» AIM OF THE TASK
Here the job is to repeat the listing exactly, but not the pictures in it.

────────

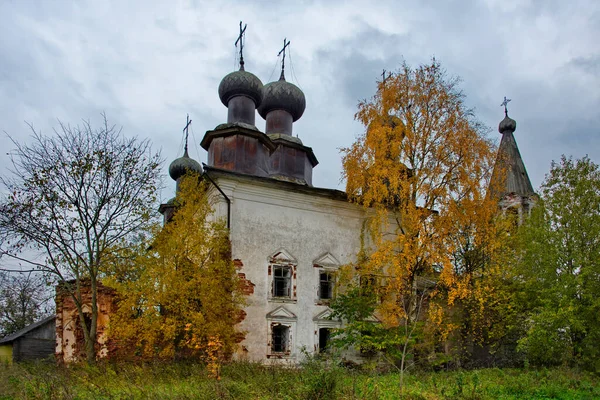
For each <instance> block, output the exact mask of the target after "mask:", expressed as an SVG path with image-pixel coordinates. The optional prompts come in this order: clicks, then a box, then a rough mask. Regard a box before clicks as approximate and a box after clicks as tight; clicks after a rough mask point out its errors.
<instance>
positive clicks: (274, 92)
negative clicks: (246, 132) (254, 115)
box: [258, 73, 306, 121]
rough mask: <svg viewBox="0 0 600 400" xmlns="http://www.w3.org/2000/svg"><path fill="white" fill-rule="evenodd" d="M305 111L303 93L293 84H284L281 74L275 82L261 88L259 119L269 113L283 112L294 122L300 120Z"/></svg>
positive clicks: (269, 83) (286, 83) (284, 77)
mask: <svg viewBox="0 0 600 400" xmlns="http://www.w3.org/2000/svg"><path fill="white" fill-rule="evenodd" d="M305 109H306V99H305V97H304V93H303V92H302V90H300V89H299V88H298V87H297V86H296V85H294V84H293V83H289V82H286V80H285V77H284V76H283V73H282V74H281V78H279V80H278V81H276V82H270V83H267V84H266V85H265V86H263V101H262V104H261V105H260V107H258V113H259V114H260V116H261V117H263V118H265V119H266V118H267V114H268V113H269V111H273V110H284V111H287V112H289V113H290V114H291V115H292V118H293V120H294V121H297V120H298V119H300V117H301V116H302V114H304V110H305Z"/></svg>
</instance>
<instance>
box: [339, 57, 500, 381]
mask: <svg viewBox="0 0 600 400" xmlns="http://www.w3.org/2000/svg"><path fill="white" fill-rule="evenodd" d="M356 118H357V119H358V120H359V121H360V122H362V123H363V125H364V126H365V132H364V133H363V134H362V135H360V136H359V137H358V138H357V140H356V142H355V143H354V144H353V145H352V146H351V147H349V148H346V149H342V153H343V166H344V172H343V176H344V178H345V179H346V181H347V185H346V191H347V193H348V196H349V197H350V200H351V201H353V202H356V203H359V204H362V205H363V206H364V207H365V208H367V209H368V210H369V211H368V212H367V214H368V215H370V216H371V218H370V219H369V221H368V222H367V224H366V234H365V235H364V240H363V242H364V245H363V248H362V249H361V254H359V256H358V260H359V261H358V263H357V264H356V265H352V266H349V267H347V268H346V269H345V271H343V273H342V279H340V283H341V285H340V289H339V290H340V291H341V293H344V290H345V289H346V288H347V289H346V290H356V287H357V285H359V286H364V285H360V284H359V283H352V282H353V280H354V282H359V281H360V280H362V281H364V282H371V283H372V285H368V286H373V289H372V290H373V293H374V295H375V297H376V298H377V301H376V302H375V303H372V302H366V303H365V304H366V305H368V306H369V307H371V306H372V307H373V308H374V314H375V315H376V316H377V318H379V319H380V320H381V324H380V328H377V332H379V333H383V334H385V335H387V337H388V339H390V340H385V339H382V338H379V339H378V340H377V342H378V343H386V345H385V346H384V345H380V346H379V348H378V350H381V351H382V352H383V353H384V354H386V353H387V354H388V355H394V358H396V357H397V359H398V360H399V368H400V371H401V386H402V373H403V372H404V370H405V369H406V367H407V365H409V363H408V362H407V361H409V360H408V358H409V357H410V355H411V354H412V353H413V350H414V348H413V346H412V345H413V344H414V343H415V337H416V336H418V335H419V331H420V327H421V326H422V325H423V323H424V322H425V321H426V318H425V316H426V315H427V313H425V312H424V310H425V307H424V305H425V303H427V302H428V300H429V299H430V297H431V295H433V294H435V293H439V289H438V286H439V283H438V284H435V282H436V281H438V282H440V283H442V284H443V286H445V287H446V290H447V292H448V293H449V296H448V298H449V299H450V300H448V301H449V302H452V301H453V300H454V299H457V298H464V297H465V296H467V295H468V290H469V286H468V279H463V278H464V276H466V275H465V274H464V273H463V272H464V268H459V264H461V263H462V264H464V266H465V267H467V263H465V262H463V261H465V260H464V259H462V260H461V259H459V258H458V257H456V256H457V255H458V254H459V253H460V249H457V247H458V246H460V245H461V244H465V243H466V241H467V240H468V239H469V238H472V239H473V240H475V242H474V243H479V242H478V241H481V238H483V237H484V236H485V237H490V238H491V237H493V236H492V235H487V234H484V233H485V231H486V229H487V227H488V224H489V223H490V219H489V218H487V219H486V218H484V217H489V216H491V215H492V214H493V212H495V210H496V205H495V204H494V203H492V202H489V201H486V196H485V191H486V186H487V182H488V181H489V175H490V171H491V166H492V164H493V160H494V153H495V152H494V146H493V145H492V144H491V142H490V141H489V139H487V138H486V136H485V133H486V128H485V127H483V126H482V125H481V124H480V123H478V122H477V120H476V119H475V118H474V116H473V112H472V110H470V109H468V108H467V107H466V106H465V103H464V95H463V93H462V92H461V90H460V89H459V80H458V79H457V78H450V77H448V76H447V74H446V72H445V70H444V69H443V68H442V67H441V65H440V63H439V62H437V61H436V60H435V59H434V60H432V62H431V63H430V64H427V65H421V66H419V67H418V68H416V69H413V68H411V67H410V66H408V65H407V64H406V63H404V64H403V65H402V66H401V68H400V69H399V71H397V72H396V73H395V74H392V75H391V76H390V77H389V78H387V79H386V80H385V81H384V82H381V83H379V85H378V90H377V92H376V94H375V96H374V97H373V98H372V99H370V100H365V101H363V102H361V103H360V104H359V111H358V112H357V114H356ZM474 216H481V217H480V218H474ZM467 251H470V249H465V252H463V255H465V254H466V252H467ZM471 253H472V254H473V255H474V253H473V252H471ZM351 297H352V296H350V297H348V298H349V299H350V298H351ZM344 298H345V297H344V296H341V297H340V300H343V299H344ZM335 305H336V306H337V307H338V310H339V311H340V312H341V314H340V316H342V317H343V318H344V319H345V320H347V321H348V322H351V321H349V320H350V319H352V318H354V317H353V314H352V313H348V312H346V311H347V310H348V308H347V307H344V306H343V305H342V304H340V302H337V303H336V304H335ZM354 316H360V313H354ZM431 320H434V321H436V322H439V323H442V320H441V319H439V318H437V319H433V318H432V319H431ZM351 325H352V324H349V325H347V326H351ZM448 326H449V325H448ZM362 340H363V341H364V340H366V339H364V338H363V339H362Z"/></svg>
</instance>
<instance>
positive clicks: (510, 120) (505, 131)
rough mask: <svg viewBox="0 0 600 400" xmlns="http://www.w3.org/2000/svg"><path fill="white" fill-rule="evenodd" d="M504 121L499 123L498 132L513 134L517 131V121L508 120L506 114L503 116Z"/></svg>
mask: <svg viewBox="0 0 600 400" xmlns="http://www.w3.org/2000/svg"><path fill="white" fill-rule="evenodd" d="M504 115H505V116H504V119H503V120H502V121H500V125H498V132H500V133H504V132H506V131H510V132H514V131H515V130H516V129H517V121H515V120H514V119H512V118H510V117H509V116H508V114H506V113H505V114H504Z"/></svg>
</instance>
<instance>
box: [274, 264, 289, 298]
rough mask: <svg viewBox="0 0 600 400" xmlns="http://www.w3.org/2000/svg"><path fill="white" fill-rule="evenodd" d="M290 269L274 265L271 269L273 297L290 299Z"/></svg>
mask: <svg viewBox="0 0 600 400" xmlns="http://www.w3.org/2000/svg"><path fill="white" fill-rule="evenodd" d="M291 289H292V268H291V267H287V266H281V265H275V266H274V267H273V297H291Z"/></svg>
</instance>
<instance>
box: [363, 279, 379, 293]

────────

» TASK OUTPUT
For each <instance> block, output the exact mask of the target after "mask:", expressed as an SVG path with image-pixel coordinates. The optional prompts come in this order: clicks, then a box, then a rough mask. Regard a box before clicks as approximate and a box after clicks as tight; clicks after a rough mask point out its errors.
<instance>
positive clicks: (274, 92)
negative clicks: (246, 132) (254, 115)
box: [258, 73, 306, 121]
rough mask: <svg viewBox="0 0 600 400" xmlns="http://www.w3.org/2000/svg"><path fill="white" fill-rule="evenodd" d="M305 111L303 93L293 84H284L281 74L275 82L261 88L259 119L269 113L283 112L294 122L300 120Z"/></svg>
positive clicks: (269, 83) (286, 83) (284, 77)
mask: <svg viewBox="0 0 600 400" xmlns="http://www.w3.org/2000/svg"><path fill="white" fill-rule="evenodd" d="M305 109H306V99H305V97H304V93H303V92H302V90H300V89H299V88H298V87H297V86H296V85H294V84H293V83H289V82H286V80H285V77H284V76H283V73H282V74H281V78H279V80H278V81H276V82H270V83H267V84H266V85H265V86H263V101H262V104H261V105H260V107H258V113H259V114H260V116H261V117H263V118H265V119H266V118H267V114H268V113H269V111H273V110H284V111H287V112H289V113H290V114H291V115H292V118H293V120H294V121H297V120H298V119H300V117H301V116H302V114H304V110H305Z"/></svg>
</instance>
<instance>
box: [339, 57, 500, 381]
mask: <svg viewBox="0 0 600 400" xmlns="http://www.w3.org/2000/svg"><path fill="white" fill-rule="evenodd" d="M356 118H357V119H358V120H359V121H360V122H362V123H363V125H364V126H365V132H364V133H363V134H362V135H360V136H359V137H358V138H357V140H356V142H355V143H354V144H353V145H352V146H351V147H349V148H346V149H342V153H343V166H344V172H343V176H344V178H345V179H346V181H347V185H346V191H347V193H348V196H349V197H350V200H351V201H353V202H356V203H359V204H362V205H363V206H364V207H365V208H367V209H368V210H369V211H368V212H367V214H368V215H370V216H371V218H370V219H369V221H368V222H367V224H366V234H365V235H364V240H363V242H364V245H363V248H362V249H361V254H359V256H358V260H359V261H358V263H357V264H356V265H352V266H349V267H347V268H346V269H345V271H343V273H342V279H340V283H341V285H340V289H339V290H340V291H341V293H344V290H345V289H346V288H347V289H346V290H356V287H357V285H359V286H364V285H360V284H359V283H352V282H353V280H354V282H359V281H360V280H362V281H364V282H371V283H372V285H368V286H373V289H372V290H373V293H374V295H375V297H376V298H377V301H376V302H375V303H372V302H366V303H365V304H366V305H368V306H369V307H371V306H372V307H373V308H374V314H375V315H376V316H377V318H379V319H380V320H381V324H380V328H377V332H379V333H383V334H385V335H387V337H388V339H390V340H385V339H382V338H379V339H378V340H377V342H378V343H386V345H385V346H384V345H380V346H379V348H378V350H381V351H382V352H383V353H384V354H386V353H387V354H388V355H394V358H396V357H397V359H398V360H399V368H400V371H401V386H402V373H403V372H404V370H405V369H406V367H407V365H409V363H408V362H407V361H409V360H408V358H409V357H410V355H411V354H412V353H413V350H414V348H413V346H412V345H413V344H414V343H415V337H416V336H418V335H419V331H420V327H421V326H422V325H423V323H424V322H425V321H426V318H425V316H426V315H427V313H425V312H424V310H425V307H424V305H425V303H427V302H428V300H429V299H430V297H431V295H433V294H435V293H439V289H438V286H439V283H438V284H435V282H436V281H438V282H440V283H442V284H443V286H445V287H446V290H447V292H448V293H449V296H448V298H449V299H450V300H448V301H449V302H452V301H453V300H454V299H457V298H464V297H465V296H467V295H468V290H469V286H468V279H463V278H464V276H466V275H465V274H464V273H463V272H464V268H459V264H461V263H462V264H464V266H465V267H467V263H465V262H463V261H465V260H464V259H462V260H461V259H459V258H458V257H456V256H457V255H458V254H459V253H460V249H457V247H458V246H460V245H461V244H465V243H466V241H467V240H468V239H469V238H472V239H473V240H475V242H474V243H479V242H478V241H481V238H483V237H484V236H485V237H490V238H491V237H493V236H492V235H487V234H484V233H485V231H486V229H487V227H488V224H489V223H490V219H489V218H487V219H486V218H484V217H489V216H491V215H492V214H493V212H495V210H496V205H495V204H494V203H492V202H489V201H486V196H485V191H486V186H487V182H488V181H489V175H490V171H491V166H492V164H493V160H494V153H495V152H494V146H493V145H492V144H491V142H490V141H489V139H487V138H486V136H485V133H486V128H485V127H483V126H482V125H481V124H480V123H478V122H477V120H476V119H475V118H474V116H473V112H472V110H470V109H468V108H467V107H466V106H465V103H464V95H463V93H462V92H461V90H460V89H459V80H458V79H457V78H450V77H448V76H447V74H446V72H445V70H444V69H443V68H442V67H441V65H440V63H439V62H437V61H436V60H435V59H434V60H432V62H431V63H430V64H427V65H421V66H419V67H418V68H416V69H413V68H411V67H410V66H408V65H407V64H406V63H404V64H403V65H402V66H401V68H400V69H399V71H397V72H396V73H395V74H392V75H391V76H390V77H389V78H387V79H386V80H385V81H384V82H381V83H379V85H378V90H377V92H376V94H375V96H374V97H373V98H372V99H370V100H365V101H363V102H361V103H360V104H359V111H358V112H357V114H356ZM474 216H481V217H480V218H474ZM467 251H470V249H465V252H463V255H465V254H466V252H467ZM471 253H472V254H473V255H474V253H473V252H471ZM351 297H352V296H350V297H348V298H349V299H350V298H351ZM344 298H345V297H344V296H341V297H340V300H343V299H344ZM335 305H336V306H337V307H338V310H339V311H340V312H341V314H340V316H342V317H343V318H344V319H345V320H347V321H348V322H351V321H349V320H350V319H352V318H354V317H353V314H352V313H348V312H346V311H347V310H348V308H347V307H344V306H343V305H342V304H340V302H337V303H336V304H335ZM354 316H360V313H354ZM431 320H434V321H436V322H439V323H442V320H441V319H439V318H437V319H433V318H432V319H431ZM351 325H352V324H349V325H347V326H351ZM448 326H449V325H448ZM362 340H363V341H364V340H366V339H364V338H363V339H362Z"/></svg>
</instance>
<instance>
positive clicks: (510, 120) (505, 131)
rough mask: <svg viewBox="0 0 600 400" xmlns="http://www.w3.org/2000/svg"><path fill="white" fill-rule="evenodd" d="M504 121L499 123L498 132L513 134L517 131V121L508 120L506 114L503 116Z"/></svg>
mask: <svg viewBox="0 0 600 400" xmlns="http://www.w3.org/2000/svg"><path fill="white" fill-rule="evenodd" d="M504 115H505V116H504V119H503V120H502V121H500V125H498V132H500V133H504V132H506V131H510V132H514V131H515V130H516V129H517V121H515V120H514V119H512V118H510V117H509V116H508V114H506V113H505V114H504Z"/></svg>
</instance>
<instance>
box: [274, 264, 289, 298]
rough mask: <svg viewBox="0 0 600 400" xmlns="http://www.w3.org/2000/svg"><path fill="white" fill-rule="evenodd" d="M290 269L274 265L271 269L273 297L290 299Z"/></svg>
mask: <svg viewBox="0 0 600 400" xmlns="http://www.w3.org/2000/svg"><path fill="white" fill-rule="evenodd" d="M291 289H292V268H291V267H287V266H281V265H275V266H274V267H273V297H291Z"/></svg>
</instance>
<instance>
box: [363, 279, 379, 293]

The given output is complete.